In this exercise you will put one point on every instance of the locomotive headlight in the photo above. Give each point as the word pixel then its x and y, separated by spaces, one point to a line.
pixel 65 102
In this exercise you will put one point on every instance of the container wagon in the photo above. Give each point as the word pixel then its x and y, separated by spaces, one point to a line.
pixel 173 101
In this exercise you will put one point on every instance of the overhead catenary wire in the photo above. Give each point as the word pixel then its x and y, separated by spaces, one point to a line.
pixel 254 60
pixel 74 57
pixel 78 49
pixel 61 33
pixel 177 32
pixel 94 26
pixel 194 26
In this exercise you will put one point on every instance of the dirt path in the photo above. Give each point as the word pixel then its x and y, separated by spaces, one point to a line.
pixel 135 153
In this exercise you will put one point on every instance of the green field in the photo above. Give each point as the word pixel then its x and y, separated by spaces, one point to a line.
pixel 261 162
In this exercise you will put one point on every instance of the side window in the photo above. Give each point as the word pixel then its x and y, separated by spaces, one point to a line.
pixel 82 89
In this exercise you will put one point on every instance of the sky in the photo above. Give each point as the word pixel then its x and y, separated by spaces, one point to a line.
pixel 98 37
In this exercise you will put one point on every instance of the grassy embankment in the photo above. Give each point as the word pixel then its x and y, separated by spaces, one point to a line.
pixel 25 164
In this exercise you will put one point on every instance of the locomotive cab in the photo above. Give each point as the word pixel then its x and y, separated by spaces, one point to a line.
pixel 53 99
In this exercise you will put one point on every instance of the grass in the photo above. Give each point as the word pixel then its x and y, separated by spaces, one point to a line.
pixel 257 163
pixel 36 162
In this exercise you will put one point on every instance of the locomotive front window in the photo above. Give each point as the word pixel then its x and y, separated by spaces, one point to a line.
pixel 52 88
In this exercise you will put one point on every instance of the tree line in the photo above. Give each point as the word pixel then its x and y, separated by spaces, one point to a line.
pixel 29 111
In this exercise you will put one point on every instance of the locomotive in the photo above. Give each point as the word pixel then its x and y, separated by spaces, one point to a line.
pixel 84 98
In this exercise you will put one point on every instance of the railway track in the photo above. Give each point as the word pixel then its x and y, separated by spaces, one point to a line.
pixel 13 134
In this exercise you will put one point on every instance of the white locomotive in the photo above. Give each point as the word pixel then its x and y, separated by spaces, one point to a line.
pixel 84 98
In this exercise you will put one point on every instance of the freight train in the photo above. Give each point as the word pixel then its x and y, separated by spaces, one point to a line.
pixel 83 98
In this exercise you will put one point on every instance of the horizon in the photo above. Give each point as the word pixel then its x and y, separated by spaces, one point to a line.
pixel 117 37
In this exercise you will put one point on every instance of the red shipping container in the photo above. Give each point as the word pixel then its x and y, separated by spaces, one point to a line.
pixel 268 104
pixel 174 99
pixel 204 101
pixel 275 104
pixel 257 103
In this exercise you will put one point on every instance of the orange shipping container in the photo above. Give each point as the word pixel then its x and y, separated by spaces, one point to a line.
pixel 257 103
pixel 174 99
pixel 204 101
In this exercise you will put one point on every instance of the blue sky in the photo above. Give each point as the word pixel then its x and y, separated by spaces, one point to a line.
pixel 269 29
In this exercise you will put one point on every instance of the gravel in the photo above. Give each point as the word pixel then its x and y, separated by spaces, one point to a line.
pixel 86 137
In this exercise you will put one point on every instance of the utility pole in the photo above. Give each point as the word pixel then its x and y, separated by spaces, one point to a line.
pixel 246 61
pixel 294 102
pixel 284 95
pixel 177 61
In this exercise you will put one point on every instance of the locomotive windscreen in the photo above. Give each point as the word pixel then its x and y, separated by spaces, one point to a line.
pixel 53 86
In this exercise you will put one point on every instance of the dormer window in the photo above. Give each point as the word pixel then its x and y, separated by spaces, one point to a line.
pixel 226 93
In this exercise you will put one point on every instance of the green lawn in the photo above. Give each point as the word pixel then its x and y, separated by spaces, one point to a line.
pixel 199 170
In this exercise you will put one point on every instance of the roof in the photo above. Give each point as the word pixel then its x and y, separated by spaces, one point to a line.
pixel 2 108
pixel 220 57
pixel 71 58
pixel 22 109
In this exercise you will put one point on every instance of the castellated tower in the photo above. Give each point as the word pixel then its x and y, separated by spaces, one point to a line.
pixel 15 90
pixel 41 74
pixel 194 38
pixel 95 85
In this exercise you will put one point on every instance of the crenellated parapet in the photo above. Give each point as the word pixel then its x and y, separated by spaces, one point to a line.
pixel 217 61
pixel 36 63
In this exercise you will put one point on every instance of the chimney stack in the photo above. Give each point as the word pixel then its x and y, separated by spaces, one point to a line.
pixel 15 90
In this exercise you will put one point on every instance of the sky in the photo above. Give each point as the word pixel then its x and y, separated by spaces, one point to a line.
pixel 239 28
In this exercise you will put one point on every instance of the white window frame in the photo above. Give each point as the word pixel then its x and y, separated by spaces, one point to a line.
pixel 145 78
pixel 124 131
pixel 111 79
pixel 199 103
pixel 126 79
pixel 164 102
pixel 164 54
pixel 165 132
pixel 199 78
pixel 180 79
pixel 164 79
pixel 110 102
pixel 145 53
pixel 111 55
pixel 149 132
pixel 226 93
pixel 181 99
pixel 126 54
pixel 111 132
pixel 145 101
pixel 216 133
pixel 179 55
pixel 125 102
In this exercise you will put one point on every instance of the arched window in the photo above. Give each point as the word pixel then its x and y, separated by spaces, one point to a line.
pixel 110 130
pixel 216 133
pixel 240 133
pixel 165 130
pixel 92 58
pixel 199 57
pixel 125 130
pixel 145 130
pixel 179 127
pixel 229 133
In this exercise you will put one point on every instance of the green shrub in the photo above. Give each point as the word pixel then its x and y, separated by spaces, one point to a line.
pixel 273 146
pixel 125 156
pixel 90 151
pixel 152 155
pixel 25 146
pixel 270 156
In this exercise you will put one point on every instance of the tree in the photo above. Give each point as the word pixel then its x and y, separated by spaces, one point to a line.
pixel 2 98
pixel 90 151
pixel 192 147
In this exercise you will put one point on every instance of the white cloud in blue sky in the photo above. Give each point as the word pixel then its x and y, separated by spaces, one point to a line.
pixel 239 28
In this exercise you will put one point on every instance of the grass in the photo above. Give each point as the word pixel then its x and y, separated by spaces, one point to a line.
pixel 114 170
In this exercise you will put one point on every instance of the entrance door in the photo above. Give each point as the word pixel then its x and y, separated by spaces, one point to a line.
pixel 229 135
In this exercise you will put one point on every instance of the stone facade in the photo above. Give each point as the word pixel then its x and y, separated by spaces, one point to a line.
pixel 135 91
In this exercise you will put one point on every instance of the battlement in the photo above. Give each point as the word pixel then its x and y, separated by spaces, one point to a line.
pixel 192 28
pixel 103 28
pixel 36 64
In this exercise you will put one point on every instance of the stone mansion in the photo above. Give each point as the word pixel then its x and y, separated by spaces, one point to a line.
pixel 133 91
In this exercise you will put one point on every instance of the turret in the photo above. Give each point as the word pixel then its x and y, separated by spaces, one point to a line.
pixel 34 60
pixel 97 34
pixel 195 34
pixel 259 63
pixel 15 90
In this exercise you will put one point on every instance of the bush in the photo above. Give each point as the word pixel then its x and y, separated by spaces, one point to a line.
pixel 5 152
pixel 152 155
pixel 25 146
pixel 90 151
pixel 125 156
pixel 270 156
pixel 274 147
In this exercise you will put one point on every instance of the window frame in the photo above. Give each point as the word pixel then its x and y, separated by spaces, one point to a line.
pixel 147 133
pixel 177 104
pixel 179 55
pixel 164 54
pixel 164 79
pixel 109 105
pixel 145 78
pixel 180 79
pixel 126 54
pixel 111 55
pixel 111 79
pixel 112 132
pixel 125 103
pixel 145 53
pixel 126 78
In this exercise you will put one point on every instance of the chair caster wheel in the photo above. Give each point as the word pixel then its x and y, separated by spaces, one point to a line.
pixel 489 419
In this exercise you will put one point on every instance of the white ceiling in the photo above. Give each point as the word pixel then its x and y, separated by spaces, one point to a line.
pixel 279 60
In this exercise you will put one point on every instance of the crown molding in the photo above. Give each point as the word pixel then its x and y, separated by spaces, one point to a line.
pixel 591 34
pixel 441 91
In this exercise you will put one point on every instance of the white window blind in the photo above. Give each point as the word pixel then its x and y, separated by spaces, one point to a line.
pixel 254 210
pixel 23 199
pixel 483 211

Problem description.
Switch "castellated tower" to "stone tower" in the material from the line with "of the castellated" to the line with "pixel 95 85", and give back only those lines with everything else left as it is.

Result of this task.
In this exercise you will put one point on every instance of the stone tower in the photo above. Give each point as the word pixel then its x and y, separated by spaces, one point to a line.
pixel 15 90
pixel 41 74
pixel 194 38
pixel 95 85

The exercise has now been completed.